- _LISTED ENTRIES_
BEGIN
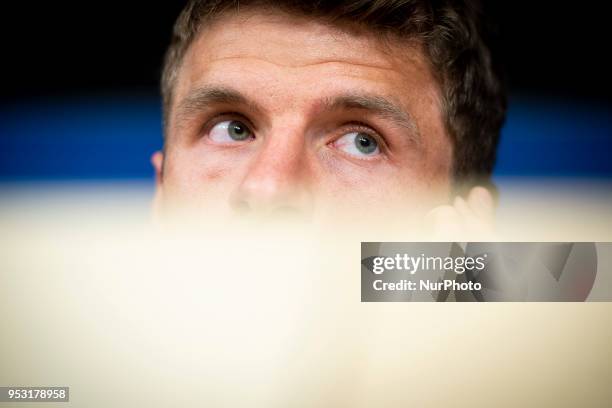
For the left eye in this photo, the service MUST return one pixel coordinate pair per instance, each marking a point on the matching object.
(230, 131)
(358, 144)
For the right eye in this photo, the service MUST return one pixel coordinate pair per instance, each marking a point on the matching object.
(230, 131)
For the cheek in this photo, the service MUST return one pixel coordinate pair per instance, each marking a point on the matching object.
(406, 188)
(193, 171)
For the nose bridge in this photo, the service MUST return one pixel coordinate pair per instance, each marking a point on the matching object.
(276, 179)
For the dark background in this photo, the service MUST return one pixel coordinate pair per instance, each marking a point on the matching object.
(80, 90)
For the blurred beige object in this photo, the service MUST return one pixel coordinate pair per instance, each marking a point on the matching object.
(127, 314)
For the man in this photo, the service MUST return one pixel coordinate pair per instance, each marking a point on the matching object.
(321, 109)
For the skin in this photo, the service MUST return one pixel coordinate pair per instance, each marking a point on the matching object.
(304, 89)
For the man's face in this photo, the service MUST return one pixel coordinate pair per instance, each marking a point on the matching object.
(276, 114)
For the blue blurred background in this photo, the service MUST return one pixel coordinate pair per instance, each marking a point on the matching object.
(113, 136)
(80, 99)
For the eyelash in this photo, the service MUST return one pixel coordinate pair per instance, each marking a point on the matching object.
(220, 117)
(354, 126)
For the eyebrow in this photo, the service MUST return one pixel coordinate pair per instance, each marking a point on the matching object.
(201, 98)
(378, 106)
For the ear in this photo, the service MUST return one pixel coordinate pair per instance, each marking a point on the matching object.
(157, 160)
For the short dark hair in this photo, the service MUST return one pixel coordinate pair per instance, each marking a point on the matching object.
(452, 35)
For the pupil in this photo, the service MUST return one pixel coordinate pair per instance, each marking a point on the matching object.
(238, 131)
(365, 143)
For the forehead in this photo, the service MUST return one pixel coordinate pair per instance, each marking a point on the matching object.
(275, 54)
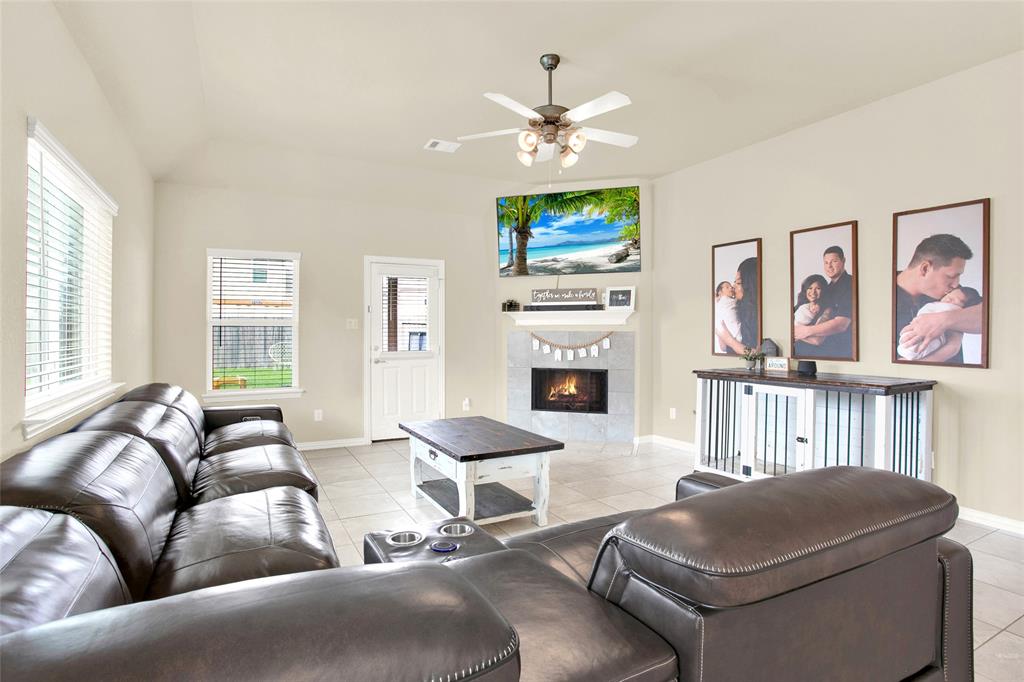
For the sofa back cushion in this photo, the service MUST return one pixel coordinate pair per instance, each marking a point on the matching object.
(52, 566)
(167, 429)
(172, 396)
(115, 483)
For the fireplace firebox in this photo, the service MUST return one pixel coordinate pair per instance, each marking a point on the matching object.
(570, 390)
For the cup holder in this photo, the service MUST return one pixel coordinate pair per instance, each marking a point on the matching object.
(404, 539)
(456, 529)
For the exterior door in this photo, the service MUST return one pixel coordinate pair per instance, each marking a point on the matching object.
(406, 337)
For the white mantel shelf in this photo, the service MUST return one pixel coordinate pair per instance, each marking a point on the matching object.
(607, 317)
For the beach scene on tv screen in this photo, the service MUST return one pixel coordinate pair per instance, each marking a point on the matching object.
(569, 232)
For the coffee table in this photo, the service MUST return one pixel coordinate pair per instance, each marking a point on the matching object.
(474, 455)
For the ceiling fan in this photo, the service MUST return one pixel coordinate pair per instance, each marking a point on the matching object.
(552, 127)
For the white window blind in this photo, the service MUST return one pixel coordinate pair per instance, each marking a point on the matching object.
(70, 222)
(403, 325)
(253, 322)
END
- _TASK TO CARRY OUT_
Repeat the listing in full and exactly. Leave any pictures out.

- _RESPONSE AREA_
For the left eye in this photo, the service MUST return one pixel coordinate pair per instance, each marking a point on the matching object.
(230, 131)
(358, 144)
For the right eye in this photo, the service MUST return one pixel coordinate pair per instance, each marking a point on the matching object.
(230, 131)
For the cheek in this photo, the service MUST return one pixel coordinate pair per instance, each marking a point on the matching object.
(406, 188)
(193, 171)
For the nose bridge in this photo, the service MUST return one pixel coordinate pair per instance, each marking a point on the matching object.
(276, 179)
For the dark background in this photo, the service MUST return one pixel coordinate pair per instance, each marking a point on the matching object.
(80, 90)
For the blurred beige object in this photo, the service MUST return one pixel coordinate pair per instance, each marking a point on the matching object.
(127, 314)
For the man in this photo, the service MUST return one pixel coordinate pair per instance, each marking a point on the matching object.
(321, 109)
For the skin in this photo, the service MUST return one pixel coordinate pair per instance, each marking a point on the matching object.
(304, 89)
For the man's face in this photo, the service MUST return one pixel coordinate pair per instance, each marking a point on the matching object.
(276, 114)
For the blue blurred background in this photo, the service MUST return one pixel coordinate pair per instance, each marking a point on the matching object.
(113, 136)
(80, 99)
For the eyelash in this photo, the service MUST return one pixel coordinate pair per instance, each marking a point on the matching object.
(220, 117)
(354, 126)
For the eyebrow in this photo, the service MUST return one pixel coordinate pair per instance, each marking a point on the matching object.
(201, 98)
(378, 106)
For the ear in this photo, the service MUST return one pixel coordinate pair per instance, each marking a point on the matching object.
(157, 160)
For the short dark hair in this photo, the service MUST return one pixel coordinate pair per instance, each marking a point on the matching object.
(452, 35)
For the pupil in this photo, the service MUST return one pixel coordinate pair per instance, each marking a point on the matching object.
(238, 131)
(365, 143)
For the forehead in this photo, the service MUST return one pixel coordinate pair per instance, each marking a point on the matching object.
(275, 54)
For the sofa back cushion in this photo, the service MUST return one pixel coordinate pair per instance, each marking a point on the matching object.
(52, 566)
(167, 429)
(172, 396)
(115, 483)
For the fireplace firebox in this photo, the service MUST return one pixel coordinate pair per instance, each marking a point on the matching object.
(570, 390)
For the cup holder in this photo, the service MUST return one pixel coordinate pair per instance, each marking a point on the matching object.
(404, 539)
(456, 529)
For the exterior door in this photo, the service MUST return one pixel coordinate pair per instance, each marking a point on the matching object.
(406, 337)
For the white mantel shelf in this photo, the service MUST return one pixel coordinate pair per instance, each marking a point on the matching object.
(607, 317)
For the beach scene on tv screen in this photo, the service MUST return one pixel coordinate pair per instance, each marking a point on the matching object.
(569, 232)
For the coffee table in this photo, the service MUST return one pixel coordinate pair per instance, each marking a point on the matching object.
(474, 455)
For the ceiling fan in this photo, the service MUST return one pixel coordinate pair per instance, each marking a point on the matching object.
(552, 127)
For the white window blind in this photo, the service MUST return one pixel coordinate pair per instance, each marking a point on the matching object.
(70, 222)
(403, 325)
(253, 322)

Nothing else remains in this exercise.